SUPPLIED DATA:
+-------+

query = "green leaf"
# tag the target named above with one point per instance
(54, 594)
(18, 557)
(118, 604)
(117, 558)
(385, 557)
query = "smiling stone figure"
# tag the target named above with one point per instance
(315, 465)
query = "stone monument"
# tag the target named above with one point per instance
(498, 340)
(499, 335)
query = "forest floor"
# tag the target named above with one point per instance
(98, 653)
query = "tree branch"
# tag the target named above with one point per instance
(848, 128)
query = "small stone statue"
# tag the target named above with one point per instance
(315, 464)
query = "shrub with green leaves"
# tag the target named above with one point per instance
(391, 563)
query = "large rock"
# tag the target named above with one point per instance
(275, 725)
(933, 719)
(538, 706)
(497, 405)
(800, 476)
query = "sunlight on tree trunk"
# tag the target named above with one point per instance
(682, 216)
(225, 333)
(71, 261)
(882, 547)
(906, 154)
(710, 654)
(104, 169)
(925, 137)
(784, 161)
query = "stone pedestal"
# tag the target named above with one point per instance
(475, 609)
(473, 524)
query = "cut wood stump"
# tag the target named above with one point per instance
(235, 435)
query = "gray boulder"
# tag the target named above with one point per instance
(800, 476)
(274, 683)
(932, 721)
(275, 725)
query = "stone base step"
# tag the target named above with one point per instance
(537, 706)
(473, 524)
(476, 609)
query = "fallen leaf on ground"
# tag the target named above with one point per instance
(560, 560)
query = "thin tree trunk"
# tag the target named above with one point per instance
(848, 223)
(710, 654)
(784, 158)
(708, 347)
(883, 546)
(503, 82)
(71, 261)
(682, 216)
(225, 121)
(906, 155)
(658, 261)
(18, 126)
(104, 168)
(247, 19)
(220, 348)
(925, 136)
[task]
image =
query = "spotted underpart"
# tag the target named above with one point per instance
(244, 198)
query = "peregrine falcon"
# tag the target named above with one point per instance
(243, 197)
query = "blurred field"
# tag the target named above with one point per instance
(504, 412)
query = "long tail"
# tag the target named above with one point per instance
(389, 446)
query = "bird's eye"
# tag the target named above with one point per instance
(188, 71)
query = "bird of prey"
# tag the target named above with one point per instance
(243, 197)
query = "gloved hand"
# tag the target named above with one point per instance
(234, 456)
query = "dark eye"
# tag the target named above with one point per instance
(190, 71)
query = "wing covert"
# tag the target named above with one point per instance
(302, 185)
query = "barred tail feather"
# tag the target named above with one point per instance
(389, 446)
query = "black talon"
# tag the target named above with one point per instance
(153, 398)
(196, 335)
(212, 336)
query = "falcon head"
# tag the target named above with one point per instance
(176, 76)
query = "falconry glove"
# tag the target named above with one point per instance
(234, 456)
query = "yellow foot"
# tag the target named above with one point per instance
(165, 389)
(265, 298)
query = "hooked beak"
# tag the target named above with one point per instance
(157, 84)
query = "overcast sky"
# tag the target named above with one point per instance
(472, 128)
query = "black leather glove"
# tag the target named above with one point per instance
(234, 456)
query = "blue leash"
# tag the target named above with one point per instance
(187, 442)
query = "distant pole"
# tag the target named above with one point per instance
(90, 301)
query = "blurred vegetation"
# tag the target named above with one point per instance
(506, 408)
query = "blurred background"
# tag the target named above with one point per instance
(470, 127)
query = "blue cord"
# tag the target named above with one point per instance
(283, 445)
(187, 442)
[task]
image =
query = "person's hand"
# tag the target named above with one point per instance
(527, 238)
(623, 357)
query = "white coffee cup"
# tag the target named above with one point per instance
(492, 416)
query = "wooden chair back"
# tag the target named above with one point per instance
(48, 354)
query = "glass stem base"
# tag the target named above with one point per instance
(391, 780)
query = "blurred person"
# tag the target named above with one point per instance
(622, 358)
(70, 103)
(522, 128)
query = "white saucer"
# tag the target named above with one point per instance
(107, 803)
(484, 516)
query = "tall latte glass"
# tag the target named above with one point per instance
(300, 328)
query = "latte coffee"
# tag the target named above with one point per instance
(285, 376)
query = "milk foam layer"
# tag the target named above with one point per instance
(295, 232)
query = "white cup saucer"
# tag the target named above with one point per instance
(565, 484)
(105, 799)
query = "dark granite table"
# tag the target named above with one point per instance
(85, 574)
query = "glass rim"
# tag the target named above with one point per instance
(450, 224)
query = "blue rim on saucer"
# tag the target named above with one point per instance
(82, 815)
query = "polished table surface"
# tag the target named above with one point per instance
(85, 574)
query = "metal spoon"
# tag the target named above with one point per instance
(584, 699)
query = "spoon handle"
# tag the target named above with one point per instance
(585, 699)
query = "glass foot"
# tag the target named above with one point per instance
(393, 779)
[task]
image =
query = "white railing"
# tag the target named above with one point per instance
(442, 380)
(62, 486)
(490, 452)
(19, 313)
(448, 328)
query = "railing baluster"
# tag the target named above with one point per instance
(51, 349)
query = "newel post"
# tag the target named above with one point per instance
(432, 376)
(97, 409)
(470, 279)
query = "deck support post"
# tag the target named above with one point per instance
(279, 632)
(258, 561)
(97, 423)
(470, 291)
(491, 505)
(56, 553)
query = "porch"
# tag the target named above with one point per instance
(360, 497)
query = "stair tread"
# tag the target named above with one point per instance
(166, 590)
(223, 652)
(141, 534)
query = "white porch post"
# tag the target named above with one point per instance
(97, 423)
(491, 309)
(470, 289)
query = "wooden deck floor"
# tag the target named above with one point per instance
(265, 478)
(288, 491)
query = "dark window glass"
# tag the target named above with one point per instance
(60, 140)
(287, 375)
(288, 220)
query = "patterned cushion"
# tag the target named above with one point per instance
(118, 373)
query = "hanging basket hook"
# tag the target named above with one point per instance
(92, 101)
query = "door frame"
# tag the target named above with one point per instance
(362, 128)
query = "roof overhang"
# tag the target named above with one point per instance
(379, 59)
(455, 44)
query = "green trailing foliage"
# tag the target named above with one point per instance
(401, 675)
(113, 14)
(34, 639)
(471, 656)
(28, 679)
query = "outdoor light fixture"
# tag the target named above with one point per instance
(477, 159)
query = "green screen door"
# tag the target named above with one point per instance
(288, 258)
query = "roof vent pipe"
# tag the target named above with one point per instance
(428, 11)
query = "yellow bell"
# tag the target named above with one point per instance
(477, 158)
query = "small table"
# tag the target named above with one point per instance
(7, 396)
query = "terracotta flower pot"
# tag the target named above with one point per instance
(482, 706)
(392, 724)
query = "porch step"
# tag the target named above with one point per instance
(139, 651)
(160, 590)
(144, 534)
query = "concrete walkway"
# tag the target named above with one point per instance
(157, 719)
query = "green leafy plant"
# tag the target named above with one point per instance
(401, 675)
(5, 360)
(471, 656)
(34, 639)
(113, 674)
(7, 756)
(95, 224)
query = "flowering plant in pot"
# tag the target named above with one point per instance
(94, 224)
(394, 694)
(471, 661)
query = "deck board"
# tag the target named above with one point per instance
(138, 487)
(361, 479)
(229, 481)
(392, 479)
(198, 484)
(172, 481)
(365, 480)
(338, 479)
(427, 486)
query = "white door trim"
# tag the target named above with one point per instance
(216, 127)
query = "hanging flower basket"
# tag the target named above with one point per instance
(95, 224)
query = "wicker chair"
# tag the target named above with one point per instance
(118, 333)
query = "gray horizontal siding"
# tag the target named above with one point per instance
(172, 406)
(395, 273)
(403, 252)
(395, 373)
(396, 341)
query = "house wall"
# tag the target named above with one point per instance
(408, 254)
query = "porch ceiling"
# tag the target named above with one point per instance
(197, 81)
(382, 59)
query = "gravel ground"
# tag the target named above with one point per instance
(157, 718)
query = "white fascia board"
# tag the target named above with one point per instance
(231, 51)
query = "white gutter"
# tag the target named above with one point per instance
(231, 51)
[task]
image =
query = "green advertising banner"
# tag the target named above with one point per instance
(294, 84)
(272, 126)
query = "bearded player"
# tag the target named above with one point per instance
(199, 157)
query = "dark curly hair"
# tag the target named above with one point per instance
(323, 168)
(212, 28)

+-------+

Pull out every line in the rows above that contains the word "hanging".

SOLUTION TO THIS PROBLEM:
query = "hanging basket hook"
query = "hanging flower basket"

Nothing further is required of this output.